━━ Passage ━━

Thanks for continuously sharing your expert knowledge and stories. I started investing at age 22 and was lucky to learn about index funds at age 25 (I'm 27 now). I didn't earn any money trading stocks during 2011-2013 (pathetic, right?). I would have been much better off passively investing. When I learned about index funds, I was a Statistics teaching assistant. The simple yet powerful statistics behind index funds and boglehead investing resonated with me -- I won't ever turn back to my old ways!
Don't only practice your art, but force your way into its secrets. For it and knowledge can raise men to the divine. |
L. Beethoven
Rick Ferri wrote:Thanks, Taylor! I'd have a lot more money today if I starting indexing at an earlier age. -- Rick Ferri
Rick:
I would "have a lot more money" too. Unfortunately, there were no index funds until Jack Bogle offered his 500 Index fund in 1976 when I was 52 years old.
Best wishes.
Taylor
"Simplicity is the master key to financial success." -- Jack Bogle
Rick Ferri wrote:Thanks, Taylor! I'd have a lot more money today if I starting indexing at an earlier age. -- Rick Ferri
Rick:
I would "have a lot more money" too. Unfortunately, there were no index funds until Jack Bogle offered his 500 Index fund in 1976 when I was 52 years old.
Best wishes.
Taylor
Thank you Jack Bogle!
John C. Bogle: “Simplicity is the master key to financial success."
Started investing in 1984. From 1984-1996 (12 yr) we used low cost active Frank Russell equity mutual funds for which we paid a 1% "gatekeeper" fee. CAGR was 2% less than the SP500.
From 1985-2005 (11 yr) we used an 80/20 portfolio. The equity portion consisted of 16 SCV stocks with momentum and zero dividend yield. It was a mechanical strategy using a stock screener. At first we ran the screen quarterly. Then semi-annually. Then annually. CAGR = SP500 + 6%. Thought I was a stock picking genius.
Became a Boglehead in 2006 after reading several books and articles written mainly by Frank Armstrong, Bill Bernstein, and Jack Bogle. Came to the conclusion that my stock picking system was due to pure blind luck.
We still did not comprehend the power of simplicity. From 2006-2014 we used a 60/40 split and tilted our equity allocation to more non-USA and smaller cap vs USA Vanguard's VT. We used 5 different equity ETFs. Thought slice and dice was better than simplicity.

━━━

• [Tasks to complete]
• A. Answer these questions using the forum thread above:
(i) At what age did the first writer learn about index funds?
(ii) In what year did Jack Bogle offer his 500 Index fund?
(iii) How many different equity ETFs were used from 2006 to 2014?
• B. Return the exact passage from the forum thread above, starting with "Started investing in" and going on through "pure blind luck.".

━━ Records shown ━━

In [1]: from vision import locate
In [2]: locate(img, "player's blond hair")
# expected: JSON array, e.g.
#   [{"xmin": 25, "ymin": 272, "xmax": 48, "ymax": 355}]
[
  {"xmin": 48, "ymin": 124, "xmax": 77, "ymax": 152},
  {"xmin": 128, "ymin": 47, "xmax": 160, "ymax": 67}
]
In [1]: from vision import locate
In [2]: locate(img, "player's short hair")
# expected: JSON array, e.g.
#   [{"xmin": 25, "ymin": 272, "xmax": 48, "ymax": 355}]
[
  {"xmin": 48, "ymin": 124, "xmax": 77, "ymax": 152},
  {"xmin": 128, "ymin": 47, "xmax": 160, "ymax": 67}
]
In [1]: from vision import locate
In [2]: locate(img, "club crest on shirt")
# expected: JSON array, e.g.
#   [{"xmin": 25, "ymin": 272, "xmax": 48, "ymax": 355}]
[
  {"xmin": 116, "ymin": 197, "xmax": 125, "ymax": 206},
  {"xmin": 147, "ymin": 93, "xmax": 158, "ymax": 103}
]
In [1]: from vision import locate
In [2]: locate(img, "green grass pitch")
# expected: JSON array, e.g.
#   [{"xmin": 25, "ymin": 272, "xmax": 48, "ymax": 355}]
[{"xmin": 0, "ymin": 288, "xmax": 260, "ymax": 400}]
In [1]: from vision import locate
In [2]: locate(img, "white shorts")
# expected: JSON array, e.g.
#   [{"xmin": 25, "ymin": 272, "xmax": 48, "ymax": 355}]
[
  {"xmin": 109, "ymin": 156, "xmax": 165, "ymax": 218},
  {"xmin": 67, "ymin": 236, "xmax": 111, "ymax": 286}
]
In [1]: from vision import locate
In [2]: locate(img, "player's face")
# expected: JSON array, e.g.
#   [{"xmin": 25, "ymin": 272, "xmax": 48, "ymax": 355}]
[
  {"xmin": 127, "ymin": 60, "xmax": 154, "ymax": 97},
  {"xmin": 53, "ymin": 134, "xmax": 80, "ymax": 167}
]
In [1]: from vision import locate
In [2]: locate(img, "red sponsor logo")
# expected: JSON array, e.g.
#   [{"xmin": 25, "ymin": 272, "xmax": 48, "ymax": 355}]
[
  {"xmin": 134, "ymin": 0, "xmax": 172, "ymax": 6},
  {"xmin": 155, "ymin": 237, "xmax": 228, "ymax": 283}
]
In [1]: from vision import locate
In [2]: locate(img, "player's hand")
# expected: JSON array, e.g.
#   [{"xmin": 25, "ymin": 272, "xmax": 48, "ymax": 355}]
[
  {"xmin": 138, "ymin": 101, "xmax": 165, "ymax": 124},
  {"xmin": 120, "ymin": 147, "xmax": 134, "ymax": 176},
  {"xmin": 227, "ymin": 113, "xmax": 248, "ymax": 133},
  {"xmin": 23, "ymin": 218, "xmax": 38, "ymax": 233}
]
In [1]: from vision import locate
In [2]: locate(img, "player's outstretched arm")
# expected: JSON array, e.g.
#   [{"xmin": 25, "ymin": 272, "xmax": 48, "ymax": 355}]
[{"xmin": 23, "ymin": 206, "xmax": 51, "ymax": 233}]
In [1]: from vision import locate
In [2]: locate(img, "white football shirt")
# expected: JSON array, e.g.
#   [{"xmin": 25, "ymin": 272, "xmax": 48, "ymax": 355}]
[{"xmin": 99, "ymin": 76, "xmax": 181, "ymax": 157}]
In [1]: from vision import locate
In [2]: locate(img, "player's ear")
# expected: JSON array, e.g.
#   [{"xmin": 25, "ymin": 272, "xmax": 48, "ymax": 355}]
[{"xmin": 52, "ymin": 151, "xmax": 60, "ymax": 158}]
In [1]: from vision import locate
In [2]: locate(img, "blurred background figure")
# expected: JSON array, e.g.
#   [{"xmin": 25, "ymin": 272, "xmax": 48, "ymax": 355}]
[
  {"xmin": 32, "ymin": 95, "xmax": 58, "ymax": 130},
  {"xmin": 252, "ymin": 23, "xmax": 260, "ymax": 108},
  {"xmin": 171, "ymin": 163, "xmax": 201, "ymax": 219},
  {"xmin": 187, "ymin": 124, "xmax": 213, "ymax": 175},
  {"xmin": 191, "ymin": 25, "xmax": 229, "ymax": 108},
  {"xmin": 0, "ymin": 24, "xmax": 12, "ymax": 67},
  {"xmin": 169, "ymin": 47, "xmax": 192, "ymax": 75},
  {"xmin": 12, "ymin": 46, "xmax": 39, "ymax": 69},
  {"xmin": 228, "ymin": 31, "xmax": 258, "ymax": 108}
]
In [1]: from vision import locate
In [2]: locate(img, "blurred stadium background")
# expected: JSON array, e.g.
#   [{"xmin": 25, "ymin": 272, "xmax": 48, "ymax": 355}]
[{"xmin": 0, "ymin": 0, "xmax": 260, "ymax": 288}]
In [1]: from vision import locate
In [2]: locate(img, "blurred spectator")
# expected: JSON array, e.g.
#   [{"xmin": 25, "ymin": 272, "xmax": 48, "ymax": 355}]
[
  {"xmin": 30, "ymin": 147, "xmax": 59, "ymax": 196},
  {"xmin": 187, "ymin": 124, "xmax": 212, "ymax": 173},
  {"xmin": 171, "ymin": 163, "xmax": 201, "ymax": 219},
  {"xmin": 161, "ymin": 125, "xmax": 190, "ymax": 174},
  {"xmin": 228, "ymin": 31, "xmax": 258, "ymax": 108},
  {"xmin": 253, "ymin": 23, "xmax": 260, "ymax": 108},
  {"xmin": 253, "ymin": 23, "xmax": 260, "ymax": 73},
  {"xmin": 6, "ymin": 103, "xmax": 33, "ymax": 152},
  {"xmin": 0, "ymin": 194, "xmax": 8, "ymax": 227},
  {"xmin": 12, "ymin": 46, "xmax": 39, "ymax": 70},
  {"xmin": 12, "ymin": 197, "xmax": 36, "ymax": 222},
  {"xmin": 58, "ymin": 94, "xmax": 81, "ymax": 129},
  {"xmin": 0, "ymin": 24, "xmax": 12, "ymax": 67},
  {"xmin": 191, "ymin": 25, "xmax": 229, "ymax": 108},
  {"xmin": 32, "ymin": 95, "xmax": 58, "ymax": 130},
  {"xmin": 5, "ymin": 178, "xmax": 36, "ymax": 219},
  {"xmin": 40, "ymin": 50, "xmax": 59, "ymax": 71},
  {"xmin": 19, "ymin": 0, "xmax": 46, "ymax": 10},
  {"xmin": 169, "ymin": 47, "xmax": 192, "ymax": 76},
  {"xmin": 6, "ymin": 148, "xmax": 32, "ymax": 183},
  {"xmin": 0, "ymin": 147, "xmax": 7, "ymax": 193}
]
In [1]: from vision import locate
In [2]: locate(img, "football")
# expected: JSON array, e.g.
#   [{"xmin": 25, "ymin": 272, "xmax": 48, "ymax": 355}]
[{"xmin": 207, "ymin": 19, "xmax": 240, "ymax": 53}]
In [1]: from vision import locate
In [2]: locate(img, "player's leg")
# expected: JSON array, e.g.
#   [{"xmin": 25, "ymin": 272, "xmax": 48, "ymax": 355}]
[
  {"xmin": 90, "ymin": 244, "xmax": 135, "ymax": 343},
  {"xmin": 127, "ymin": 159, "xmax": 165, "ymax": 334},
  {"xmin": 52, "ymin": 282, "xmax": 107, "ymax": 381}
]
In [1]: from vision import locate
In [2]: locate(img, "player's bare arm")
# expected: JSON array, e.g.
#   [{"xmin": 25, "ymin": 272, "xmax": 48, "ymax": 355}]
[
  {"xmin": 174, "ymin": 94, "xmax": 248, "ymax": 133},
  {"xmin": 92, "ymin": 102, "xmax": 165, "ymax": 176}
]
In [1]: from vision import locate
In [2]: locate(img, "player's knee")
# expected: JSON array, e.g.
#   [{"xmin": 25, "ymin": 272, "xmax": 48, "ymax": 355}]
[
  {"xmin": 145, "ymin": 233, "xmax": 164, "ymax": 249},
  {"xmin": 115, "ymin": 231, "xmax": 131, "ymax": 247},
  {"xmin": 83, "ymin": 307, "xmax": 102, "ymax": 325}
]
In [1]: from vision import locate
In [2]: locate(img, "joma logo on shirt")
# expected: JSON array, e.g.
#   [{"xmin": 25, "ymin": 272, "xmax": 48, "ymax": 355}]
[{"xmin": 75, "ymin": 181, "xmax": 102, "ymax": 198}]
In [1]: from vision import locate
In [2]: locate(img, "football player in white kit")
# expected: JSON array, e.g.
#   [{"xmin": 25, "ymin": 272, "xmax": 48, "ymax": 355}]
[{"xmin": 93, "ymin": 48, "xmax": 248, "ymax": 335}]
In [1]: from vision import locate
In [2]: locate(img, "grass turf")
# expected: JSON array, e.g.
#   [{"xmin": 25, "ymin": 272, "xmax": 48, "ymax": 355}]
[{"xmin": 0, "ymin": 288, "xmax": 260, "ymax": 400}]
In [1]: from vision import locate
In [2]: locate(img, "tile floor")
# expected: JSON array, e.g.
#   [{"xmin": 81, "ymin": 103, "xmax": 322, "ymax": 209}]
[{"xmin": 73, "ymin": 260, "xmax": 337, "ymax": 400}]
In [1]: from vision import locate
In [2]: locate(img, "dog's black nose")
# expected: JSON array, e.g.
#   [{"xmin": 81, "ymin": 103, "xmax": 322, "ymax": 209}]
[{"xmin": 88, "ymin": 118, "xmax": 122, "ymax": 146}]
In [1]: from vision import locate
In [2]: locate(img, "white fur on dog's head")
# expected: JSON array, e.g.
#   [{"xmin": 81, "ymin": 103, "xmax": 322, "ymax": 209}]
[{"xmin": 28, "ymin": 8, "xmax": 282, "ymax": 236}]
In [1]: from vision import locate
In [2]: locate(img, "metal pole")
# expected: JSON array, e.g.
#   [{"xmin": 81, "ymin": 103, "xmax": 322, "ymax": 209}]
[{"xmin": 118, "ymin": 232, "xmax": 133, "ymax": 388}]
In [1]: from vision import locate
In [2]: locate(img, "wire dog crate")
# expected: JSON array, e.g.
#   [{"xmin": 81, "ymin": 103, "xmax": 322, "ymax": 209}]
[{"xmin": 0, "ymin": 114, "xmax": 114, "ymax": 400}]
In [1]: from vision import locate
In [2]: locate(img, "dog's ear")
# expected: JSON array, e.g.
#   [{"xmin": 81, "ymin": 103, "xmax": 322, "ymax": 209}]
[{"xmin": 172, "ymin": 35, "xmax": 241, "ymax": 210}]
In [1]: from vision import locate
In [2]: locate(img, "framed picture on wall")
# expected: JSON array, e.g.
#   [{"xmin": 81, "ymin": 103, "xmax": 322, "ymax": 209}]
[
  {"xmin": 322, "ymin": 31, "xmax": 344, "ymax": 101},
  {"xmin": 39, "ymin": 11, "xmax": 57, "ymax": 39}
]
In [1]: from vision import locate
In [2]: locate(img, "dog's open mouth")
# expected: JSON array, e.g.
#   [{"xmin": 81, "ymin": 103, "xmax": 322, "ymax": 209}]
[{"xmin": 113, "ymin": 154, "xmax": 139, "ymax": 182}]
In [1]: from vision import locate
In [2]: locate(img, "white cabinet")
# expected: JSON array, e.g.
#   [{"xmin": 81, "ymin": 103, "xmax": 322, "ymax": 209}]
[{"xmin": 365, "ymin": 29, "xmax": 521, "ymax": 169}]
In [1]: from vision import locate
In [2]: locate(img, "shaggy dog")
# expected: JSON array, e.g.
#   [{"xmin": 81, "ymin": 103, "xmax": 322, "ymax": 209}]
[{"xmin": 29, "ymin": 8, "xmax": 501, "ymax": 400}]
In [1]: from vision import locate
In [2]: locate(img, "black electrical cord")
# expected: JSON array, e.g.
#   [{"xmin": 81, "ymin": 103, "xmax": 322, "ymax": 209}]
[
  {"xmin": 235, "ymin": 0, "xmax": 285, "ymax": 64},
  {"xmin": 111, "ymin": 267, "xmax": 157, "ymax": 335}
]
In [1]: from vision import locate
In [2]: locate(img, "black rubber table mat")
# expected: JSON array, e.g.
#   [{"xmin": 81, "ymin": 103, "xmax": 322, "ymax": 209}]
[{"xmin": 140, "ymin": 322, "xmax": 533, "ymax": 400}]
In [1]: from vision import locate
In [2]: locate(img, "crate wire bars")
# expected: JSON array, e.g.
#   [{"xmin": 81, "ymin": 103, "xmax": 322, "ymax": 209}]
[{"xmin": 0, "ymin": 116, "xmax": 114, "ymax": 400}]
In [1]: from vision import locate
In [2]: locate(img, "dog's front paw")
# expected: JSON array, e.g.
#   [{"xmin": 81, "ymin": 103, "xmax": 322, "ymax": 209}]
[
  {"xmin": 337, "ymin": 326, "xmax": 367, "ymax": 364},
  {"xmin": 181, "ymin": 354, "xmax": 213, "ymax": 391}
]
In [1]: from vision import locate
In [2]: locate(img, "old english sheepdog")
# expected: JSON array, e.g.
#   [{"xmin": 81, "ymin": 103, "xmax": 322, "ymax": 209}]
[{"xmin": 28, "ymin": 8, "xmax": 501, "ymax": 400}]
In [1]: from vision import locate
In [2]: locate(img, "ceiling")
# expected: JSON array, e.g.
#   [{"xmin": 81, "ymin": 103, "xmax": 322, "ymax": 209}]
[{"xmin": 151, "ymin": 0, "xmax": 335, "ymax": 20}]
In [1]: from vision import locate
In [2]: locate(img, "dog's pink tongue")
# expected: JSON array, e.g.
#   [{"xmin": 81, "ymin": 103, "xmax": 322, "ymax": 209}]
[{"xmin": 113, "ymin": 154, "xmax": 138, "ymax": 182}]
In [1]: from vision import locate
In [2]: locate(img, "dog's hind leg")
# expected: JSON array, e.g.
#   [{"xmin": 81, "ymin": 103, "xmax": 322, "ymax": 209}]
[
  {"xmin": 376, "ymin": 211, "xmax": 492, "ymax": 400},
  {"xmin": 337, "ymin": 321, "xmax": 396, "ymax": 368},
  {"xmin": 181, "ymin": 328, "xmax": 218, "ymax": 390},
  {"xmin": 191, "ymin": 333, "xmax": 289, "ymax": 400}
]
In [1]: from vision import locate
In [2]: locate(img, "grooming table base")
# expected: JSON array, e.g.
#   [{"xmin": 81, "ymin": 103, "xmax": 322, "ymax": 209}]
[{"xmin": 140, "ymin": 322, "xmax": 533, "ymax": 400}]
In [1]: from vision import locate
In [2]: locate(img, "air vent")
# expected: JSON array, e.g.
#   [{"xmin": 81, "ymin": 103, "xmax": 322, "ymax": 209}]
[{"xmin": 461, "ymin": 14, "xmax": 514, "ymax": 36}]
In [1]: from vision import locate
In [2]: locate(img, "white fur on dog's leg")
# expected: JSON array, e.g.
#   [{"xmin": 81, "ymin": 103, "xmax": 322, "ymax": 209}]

━━━

• [Task-by-task solutions]
• A.
(i) 25
(ii) 1976
(iii) 5

• B.
Started investing in 1984. From 1984-1996 (12 yr) we used low cost active Frank Russell equity mutual funds for which we paid a 1% "gatekeeper" fee. CAGR was 2% less than the SP500.
From 1985-2005 (11 yr) we used an 80/20 portfolio. The equity portion consisted of 16 SCV stocks with momentum and zero dividend yield. It was a mechanical strategy using a stock screener. At first we ran the screen quarterly. Then semi-annually. Then annually. CAGR = SP500 + 6%. Thought I was a stock picking genius.
Became a Boglehead in 2006 after reading several books and articles written mainly by Frank Armstrong, Bill Bernstein, and Jack Bogle. Came to the conclusion that my stock picking system was due to pure blind luck.